* Task statement: Give back each entry verbatim.

* Record extracts:
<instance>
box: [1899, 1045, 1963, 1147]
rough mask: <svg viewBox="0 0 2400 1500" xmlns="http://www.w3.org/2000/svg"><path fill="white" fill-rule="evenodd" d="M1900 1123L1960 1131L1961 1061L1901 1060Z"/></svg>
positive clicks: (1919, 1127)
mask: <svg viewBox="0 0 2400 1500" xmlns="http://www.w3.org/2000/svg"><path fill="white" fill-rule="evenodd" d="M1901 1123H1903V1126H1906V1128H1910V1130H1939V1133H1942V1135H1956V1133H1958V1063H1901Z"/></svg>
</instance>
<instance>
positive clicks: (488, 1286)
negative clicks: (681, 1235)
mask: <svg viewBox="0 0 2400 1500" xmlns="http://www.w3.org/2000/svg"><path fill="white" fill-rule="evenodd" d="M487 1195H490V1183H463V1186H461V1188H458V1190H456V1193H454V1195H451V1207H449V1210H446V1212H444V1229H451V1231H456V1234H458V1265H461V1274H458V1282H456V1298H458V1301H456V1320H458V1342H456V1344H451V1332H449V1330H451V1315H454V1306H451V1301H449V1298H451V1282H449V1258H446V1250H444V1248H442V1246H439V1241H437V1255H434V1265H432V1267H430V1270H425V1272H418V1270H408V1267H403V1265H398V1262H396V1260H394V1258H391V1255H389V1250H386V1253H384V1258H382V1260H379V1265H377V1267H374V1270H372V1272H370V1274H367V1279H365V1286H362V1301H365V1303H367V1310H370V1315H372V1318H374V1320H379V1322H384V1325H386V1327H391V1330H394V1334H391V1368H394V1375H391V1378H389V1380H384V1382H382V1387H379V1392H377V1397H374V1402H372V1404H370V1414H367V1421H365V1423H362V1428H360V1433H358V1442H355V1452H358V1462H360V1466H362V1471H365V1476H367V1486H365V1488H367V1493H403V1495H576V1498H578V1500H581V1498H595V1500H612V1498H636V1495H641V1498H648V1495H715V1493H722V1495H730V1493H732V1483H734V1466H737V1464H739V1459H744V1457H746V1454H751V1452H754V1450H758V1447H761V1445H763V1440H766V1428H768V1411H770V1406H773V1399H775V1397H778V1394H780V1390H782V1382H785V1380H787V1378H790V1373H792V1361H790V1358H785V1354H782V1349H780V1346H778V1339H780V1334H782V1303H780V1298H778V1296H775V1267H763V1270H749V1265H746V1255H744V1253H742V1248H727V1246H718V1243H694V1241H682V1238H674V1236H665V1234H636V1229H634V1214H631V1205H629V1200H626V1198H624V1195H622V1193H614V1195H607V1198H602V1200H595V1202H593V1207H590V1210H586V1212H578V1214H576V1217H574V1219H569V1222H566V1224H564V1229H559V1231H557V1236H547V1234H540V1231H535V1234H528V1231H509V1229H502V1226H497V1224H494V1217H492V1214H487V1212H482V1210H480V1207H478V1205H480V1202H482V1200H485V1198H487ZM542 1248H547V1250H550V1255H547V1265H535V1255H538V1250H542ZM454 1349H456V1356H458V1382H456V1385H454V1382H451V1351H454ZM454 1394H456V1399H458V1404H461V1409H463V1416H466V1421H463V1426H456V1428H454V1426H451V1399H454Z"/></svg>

* Task result:
<instance>
box: [1899, 1045, 1963, 1147]
rough mask: <svg viewBox="0 0 2400 1500" xmlns="http://www.w3.org/2000/svg"><path fill="white" fill-rule="evenodd" d="M1900 1123L1960 1131L1961 1061L1901 1060Z"/></svg>
positive clicks: (1919, 1127)
mask: <svg viewBox="0 0 2400 1500" xmlns="http://www.w3.org/2000/svg"><path fill="white" fill-rule="evenodd" d="M1901 1123H1903V1126H1906V1128H1910V1130H1939V1133H1942V1135H1956V1133H1958V1063H1901Z"/></svg>
</instance>
<instance>
positive clicks: (488, 1286)
negative clicks: (681, 1235)
mask: <svg viewBox="0 0 2400 1500" xmlns="http://www.w3.org/2000/svg"><path fill="white" fill-rule="evenodd" d="M487 1195H490V1183H463V1186H461V1188H458V1190H456V1193H454V1195H451V1207H449V1210H446V1212H444V1229H451V1231H456V1234H458V1265H461V1274H458V1282H456V1298H458V1301H456V1320H458V1342H456V1344H451V1332H449V1330H451V1315H454V1306H451V1301H449V1298H451V1282H449V1258H446V1250H444V1248H442V1246H439V1241H437V1255H434V1265H432V1267H430V1270H425V1272H418V1270H408V1267H403V1265H398V1262H396V1260H394V1258H391V1255H389V1250H386V1253H384V1258H382V1260H379V1265H377V1267H374V1270H372V1272H370V1274H367V1279H365V1286H362V1301H365V1303H367V1310H370V1315H372V1318H374V1320H379V1322H384V1325H386V1327H391V1330H394V1334H391V1368H394V1375H391V1378H389V1380H384V1382H382V1387H379V1392H377V1397H374V1402H372V1404H370V1414H367V1421H365V1423H362V1428H360V1433H358V1442H355V1452H358V1462H360V1466H362V1471H365V1476H367V1486H365V1488H367V1493H403V1495H576V1498H578V1500H581V1498H595V1500H612V1498H636V1495H641V1498H648V1495H715V1493H722V1495H730V1493H732V1483H734V1466H737V1464H739V1459H744V1457H746V1454H751V1452H754V1450H758V1447H761V1445H763V1440H766V1428H768V1411H770V1406H773V1399H775V1397H778V1394H780V1390H782V1382H785V1380H787V1378H790V1373H792V1361H790V1358H785V1354H782V1349H780V1346H778V1339H780V1334H782V1303H780V1298H778V1296H775V1267H763V1270H749V1265H746V1255H744V1253H742V1248H727V1246H718V1243H694V1241H682V1238H674V1236H665V1234H636V1229H634V1214H631V1205H629V1200H626V1198H624V1195H622V1193H614V1195H607V1198H602V1200H595V1202H593V1207H590V1210H586V1212H578V1214H576V1217H574V1219H569V1222H566V1224H564V1229H559V1231H557V1236H547V1234H540V1231H535V1234H528V1231H509V1229H502V1226H497V1224H494V1217H492V1214H487V1212H482V1210H480V1207H478V1205H480V1202H482V1200H485V1198H487ZM542 1248H547V1250H550V1255H547V1265H535V1255H538V1250H542ZM454 1349H456V1356H458V1382H456V1385H454V1382H451V1351H454ZM454 1394H456V1399H458V1404H461V1409H463V1416H466V1421H463V1426H456V1428H454V1426H451V1399H454Z"/></svg>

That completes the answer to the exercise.